— start TASK MATERIAL —

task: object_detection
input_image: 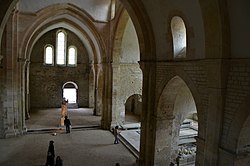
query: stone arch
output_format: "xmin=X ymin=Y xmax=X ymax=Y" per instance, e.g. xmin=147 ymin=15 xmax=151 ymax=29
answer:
xmin=16 ymin=4 xmax=106 ymax=123
xmin=20 ymin=4 xmax=106 ymax=63
xmin=155 ymin=75 xmax=202 ymax=165
xmin=112 ymin=6 xmax=142 ymax=125
xmin=171 ymin=16 xmax=187 ymax=59
xmin=125 ymin=94 xmax=142 ymax=116
xmin=220 ymin=94 xmax=250 ymax=166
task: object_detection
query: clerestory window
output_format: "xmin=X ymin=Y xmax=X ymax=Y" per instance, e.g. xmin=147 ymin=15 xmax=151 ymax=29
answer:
xmin=44 ymin=45 xmax=54 ymax=65
xmin=56 ymin=31 xmax=66 ymax=65
xmin=68 ymin=46 xmax=77 ymax=66
xmin=171 ymin=16 xmax=187 ymax=58
xmin=44 ymin=30 xmax=77 ymax=67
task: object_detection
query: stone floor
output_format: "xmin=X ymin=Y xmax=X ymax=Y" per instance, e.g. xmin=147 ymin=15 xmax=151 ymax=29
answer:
xmin=0 ymin=108 xmax=197 ymax=166
xmin=0 ymin=109 xmax=136 ymax=166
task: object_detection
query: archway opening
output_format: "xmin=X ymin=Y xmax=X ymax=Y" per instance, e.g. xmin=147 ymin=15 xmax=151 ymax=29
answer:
xmin=63 ymin=82 xmax=78 ymax=104
xmin=125 ymin=94 xmax=142 ymax=123
xmin=171 ymin=16 xmax=187 ymax=58
xmin=155 ymin=76 xmax=198 ymax=165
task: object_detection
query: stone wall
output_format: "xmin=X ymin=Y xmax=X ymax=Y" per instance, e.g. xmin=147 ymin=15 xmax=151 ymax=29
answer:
xmin=29 ymin=30 xmax=89 ymax=108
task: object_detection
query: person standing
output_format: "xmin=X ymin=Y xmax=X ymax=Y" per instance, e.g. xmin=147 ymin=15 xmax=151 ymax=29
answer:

— end TASK MATERIAL —

Express the listing as a Markdown table with the columns Row and Line, one numbered row per line. Start with the first line, stop after the line that contains "xmin=155 ymin=76 xmax=198 ymax=165", and leave out blank lines and the pictures.

| Row | Line |
|---|---|
| 1 | task: object_detection |
| 2 | input_image:  |
| 3 | query: stone arch |
| 4 | output_format: "xmin=X ymin=Y xmax=X ymax=Y" per instance, e.g. xmin=147 ymin=15 xmax=151 ymax=29 |
| 5 | answer: |
| 6 | xmin=16 ymin=4 xmax=106 ymax=123 |
| 7 | xmin=20 ymin=4 xmax=106 ymax=63 |
| 8 | xmin=155 ymin=75 xmax=202 ymax=165 |
| 9 | xmin=112 ymin=6 xmax=142 ymax=125 |
| 10 | xmin=171 ymin=16 xmax=187 ymax=59 |
| 11 | xmin=125 ymin=94 xmax=142 ymax=116 |
| 12 | xmin=220 ymin=94 xmax=250 ymax=166 |
| 13 | task: object_detection |
| 14 | query: clerestory window |
| 15 | output_format: "xmin=X ymin=Y xmax=X ymax=Y" per instance, e.g. xmin=147 ymin=15 xmax=151 ymax=29 |
| 16 | answer: |
| 17 | xmin=44 ymin=45 xmax=54 ymax=65 |
| 18 | xmin=56 ymin=31 xmax=66 ymax=65 |
| 19 | xmin=68 ymin=46 xmax=77 ymax=66 |
| 20 | xmin=171 ymin=16 xmax=187 ymax=58 |
| 21 | xmin=44 ymin=30 xmax=77 ymax=67 |
| 22 | task: object_detection |
| 23 | query: stone floor |
| 24 | output_format: "xmin=X ymin=Y xmax=X ymax=Y" per instance, e.g. xmin=147 ymin=15 xmax=151 ymax=29 |
| 25 | answer: |
| 26 | xmin=0 ymin=108 xmax=197 ymax=166 |
| 27 | xmin=0 ymin=109 xmax=136 ymax=166 |
| 28 | task: object_detection |
| 29 | query: archway opening |
| 30 | output_format: "xmin=X ymin=Y xmax=X ymax=Y" per instance, e.g. xmin=147 ymin=15 xmax=151 ymax=29 |
| 31 | answer: |
| 32 | xmin=63 ymin=82 xmax=78 ymax=104 |
| 33 | xmin=125 ymin=94 xmax=142 ymax=123 |
| 34 | xmin=171 ymin=16 xmax=187 ymax=58 |
| 35 | xmin=155 ymin=76 xmax=198 ymax=165 |